• [How to complete this task]: Write out each record exactly as it stands. No pictures belong in the copy.

• [Data for review]:
# # # # # # #
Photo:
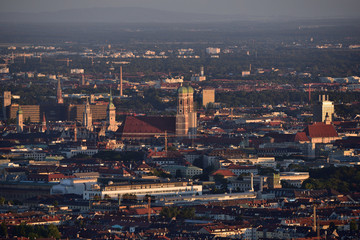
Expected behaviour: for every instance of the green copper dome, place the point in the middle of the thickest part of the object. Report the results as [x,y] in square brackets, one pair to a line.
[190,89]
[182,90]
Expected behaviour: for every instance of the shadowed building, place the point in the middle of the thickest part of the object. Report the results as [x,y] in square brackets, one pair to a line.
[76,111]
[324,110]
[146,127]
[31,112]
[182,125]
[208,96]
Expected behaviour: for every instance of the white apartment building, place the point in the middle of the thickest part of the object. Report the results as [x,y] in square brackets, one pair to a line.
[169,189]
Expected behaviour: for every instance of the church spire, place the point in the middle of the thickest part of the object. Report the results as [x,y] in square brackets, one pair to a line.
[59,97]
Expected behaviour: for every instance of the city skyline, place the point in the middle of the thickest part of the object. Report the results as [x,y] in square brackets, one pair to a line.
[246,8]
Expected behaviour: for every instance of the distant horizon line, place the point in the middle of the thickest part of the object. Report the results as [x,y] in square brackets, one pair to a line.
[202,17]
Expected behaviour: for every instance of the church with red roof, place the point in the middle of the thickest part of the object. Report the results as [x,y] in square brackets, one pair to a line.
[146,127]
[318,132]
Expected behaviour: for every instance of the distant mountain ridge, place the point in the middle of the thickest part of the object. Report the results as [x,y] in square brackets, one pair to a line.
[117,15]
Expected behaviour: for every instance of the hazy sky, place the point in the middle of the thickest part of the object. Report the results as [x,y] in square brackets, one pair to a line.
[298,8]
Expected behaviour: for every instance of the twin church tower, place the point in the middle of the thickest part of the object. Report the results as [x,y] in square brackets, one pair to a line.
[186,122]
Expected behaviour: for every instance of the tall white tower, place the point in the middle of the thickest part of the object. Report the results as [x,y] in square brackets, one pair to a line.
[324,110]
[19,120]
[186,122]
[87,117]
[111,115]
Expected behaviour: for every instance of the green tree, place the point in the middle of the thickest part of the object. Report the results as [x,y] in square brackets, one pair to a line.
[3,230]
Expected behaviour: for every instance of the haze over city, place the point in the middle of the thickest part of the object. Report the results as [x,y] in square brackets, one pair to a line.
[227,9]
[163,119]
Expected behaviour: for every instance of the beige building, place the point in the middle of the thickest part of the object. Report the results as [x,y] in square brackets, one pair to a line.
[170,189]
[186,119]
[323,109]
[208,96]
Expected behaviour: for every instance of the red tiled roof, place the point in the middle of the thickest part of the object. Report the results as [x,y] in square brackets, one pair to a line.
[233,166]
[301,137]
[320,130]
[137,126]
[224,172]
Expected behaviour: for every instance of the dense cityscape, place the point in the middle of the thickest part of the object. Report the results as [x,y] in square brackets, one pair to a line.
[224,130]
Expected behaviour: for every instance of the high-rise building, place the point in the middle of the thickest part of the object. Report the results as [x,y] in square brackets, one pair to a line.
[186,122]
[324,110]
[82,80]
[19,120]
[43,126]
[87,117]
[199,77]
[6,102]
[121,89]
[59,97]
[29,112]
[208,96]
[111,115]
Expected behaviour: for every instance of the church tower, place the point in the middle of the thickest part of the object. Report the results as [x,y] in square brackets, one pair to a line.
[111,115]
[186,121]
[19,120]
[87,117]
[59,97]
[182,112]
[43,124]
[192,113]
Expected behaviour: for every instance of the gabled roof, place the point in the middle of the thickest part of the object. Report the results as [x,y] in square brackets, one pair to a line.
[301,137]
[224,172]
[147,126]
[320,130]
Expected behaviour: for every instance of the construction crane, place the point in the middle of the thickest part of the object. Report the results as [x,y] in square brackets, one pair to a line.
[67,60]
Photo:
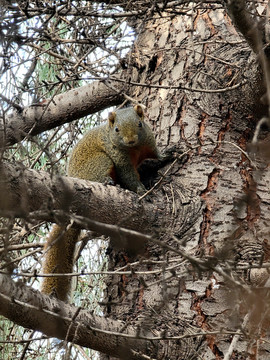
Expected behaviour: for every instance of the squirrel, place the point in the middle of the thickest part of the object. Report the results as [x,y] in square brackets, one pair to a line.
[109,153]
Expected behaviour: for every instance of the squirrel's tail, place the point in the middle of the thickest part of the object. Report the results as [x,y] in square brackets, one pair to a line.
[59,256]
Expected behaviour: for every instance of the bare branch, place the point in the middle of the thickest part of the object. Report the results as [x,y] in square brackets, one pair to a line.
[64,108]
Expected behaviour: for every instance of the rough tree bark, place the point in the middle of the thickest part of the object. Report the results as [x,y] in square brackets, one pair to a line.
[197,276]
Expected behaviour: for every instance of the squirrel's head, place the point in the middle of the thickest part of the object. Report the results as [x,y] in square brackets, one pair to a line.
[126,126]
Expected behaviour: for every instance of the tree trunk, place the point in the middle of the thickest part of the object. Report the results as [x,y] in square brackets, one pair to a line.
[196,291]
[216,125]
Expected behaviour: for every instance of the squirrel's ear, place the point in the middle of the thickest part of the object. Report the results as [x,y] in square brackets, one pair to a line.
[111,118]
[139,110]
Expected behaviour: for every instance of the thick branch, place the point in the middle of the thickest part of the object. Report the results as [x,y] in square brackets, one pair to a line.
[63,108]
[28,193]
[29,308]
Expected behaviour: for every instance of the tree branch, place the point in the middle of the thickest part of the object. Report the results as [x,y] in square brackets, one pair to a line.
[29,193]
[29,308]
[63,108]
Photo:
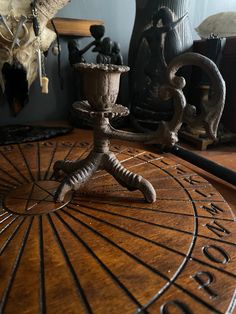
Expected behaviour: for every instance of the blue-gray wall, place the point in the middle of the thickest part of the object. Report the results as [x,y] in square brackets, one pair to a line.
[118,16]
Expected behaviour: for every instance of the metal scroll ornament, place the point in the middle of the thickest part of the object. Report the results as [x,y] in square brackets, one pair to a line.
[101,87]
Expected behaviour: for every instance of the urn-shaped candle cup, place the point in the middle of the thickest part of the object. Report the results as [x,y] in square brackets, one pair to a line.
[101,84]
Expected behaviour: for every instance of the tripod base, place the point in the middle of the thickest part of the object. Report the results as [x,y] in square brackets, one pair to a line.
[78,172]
# # # # # # #
• [Written solution]:
Photo:
Expected behaviour: for every instance of the green copper dome, place the point in the middle of the thickest part of the object. Report the results as [x,y] in square brackets, one pair to a line.
[190,89]
[182,90]
Expected behaviour: for every instance of the shadowed building, place the point in the middle of the thickest part of the object. Report the results as [x,y] in square brackets, one pair to a line.
[76,111]
[324,110]
[146,127]
[31,112]
[182,125]
[208,96]
Expected behaviour: for every instance of the white apartment building, place the point in the middle of the thickest part of the object. Report the results as [x,y] in square brackets, one pair to a line.
[169,189]
Expected behaviour: for every instance of the church spire, place the point in the middle of the thickest part of the object. Report the results as [x,y] in square brackets, one pair to a line.
[59,97]
Expected behaviour: for every instance of the city skyline, place the point in the middle of the thickest part of the object. Report the results as [x,y] in square brackets, one pair to a line.
[246,8]
Expected behaviour: for every instance of the distant horizon line, place the point in the middle of the thickest part of the object. Report the results as [x,y] in square brackets, one pair to a line.
[202,17]
Expected behaviour: for every instance of the church with red roof, place the point in the middle of the thickest part of the object. Report the results as [x,y] in square brackets, one pair to a line.
[146,127]
[318,132]
Expected behaviour: for every instance of the distant mountain ridge, place the point in the middle of the thickest part of the object. Report the results as [x,y] in square brackets, one pair to a line.
[117,15]
Expected behaviour: for every instance of the hazy sky, place the point in the middle of the thickest part of the object. Report the results as [x,y] in square brackets, one pair to a line.
[298,8]
Expected behaviour: for every instance of the twin church tower, place the point in the middle of the thickest part of the object. Report the results as [x,y] in square brackets, one pair to a line.
[186,122]
Expected behaviour: for every instance of the tall white tower, place the point in the middle of the thickest part of the object. Report the results as [x,y] in square brackets, one pair to a line.
[324,110]
[19,120]
[186,122]
[87,117]
[111,115]
Expected behaviour: for every instance of the green tree, place the point in the middle of the thickest part of the object. Report the results as [x,y] in square brackets, one pair to a line.
[3,230]
Expected behaviour: for every instance of the haze over city, place the point in the middle of the thickest part of the object. Report the results as [x,y] in square brackets, one pair to a line.
[227,9]
[163,119]
Expected behaviour: for every instance of the beige building, place the point in the middle of the thickest part of the object. Report the results as [x,y] in square brackets, one pair to a line.
[170,189]
[186,119]
[323,109]
[208,96]
Expected behaviour: for every instance of the red tiled roof, place the point in the middle of the thickest part of the object. Report the results as [x,y] in square brackets, one pair to a line.
[233,166]
[301,137]
[320,130]
[137,126]
[224,172]
Expected behaviour: for every instance of the dense cityscape, place the point in the middle of the thickest part of the object. Report the results as [x,y] in square brackets, one pair to a line.
[224,130]
Expected behaviour: for every instance of the high-rise building, place the point in the middle of the thickest part of the object. Report the results as [x,y] in square brackets, one pair to a line.
[186,122]
[324,110]
[82,80]
[19,120]
[43,126]
[87,117]
[199,77]
[6,102]
[121,89]
[59,97]
[29,112]
[208,96]
[111,115]
Expected behaviour: for every instance of the church tower, place the point in the middle of the thickest part of the object. Report the results as [x,y] in square brackets, one pair to a line.
[111,115]
[186,121]
[19,120]
[87,117]
[59,97]
[182,112]
[43,124]
[192,113]
Expected behaviour: for every instance of the gabled roof, place the point in the middle of the thickest part of the object. Report the results as [x,y] in square brackets, one pair to a line.
[301,137]
[224,172]
[147,126]
[320,130]
Expected behaviour: for every instance of the construction crane, place the point in the middle of the thickest part of the object. Report the results as [x,y] in square brackets, one pair to a line.
[67,60]
Photo:
Expected behaviour: for every instance of the squirrel, place the point in the middle of the thickest part of the object. Report the results as [x,y] in square brackets, one pair to a line.
[109,153]
Expected behaviour: for every instance of the squirrel's tail, place the point in the middle of the thickest part of the object. Report the results as [x,y] in square brackets, one pair to a line.
[59,256]
Expected behaviour: for every instance of the bare branch, place the point in the middle of the thickest part of the object. Report the results as [x,y] in square brackets, one pair to a line.
[64,108]
Expected behaviour: for every instance of the rough tree bark, place the point in the middle of the thickest part of the object. Report the results as [x,y] in square brackets, one pair to a line.
[197,276]
Expected behaviour: for every instance of the squirrel's head, place the point in the middle of the thickest part of the object. Report the results as [x,y] in square brackets, one pair to a line.
[126,126]
Expected behaviour: for every instance of the tree trunk, place the point in the middle of the thickest part of the object. Report the results as [x,y] in square brackets, one pair to a line.
[196,291]
[216,125]
Expected behaviour: for every instance of the squirrel's ear, place the point in the middle of the thickest part of the object. Report the results as [x,y] in square brackets, one pair to a line.
[111,118]
[139,110]
Expected behaviour: for every instance of the thick branch, place the point in the middle of the thickest part of the object. Report the results as [x,y] in square brackets, one pair to a line.
[63,108]
[28,193]
[29,308]
Expected behaviour: for every instance of the tree branch, place the point in the middle of the thickest part of the object. Report the results as [x,y] in square brackets, one pair to a line.
[29,193]
[29,308]
[63,108]
Photo:
Expected behaviour: for every instance of the blue-gray wall, place the point in the middle of the thickest part of the object. Report the results as [x,y] in square brackets, one pair to a line.
[118,16]
Expected behaviour: for every instance of the metal scroll ornament, place the point in the middle of the thickest part of the object. Report the results as [x,y] in square brackets, one pair to a line.
[101,87]
Expected behaviour: for every instance of the urn-shaped candle cup, place the point in the middle of the thickest part of the object. Report the results as [x,y] in square brackets, one pair to a line.
[101,84]
Expected behaviour: for every instance of the tripod base, place the point in the middle of the thickest part of the object. Report the results as [x,y] in square brackets, one pair to a line.
[78,172]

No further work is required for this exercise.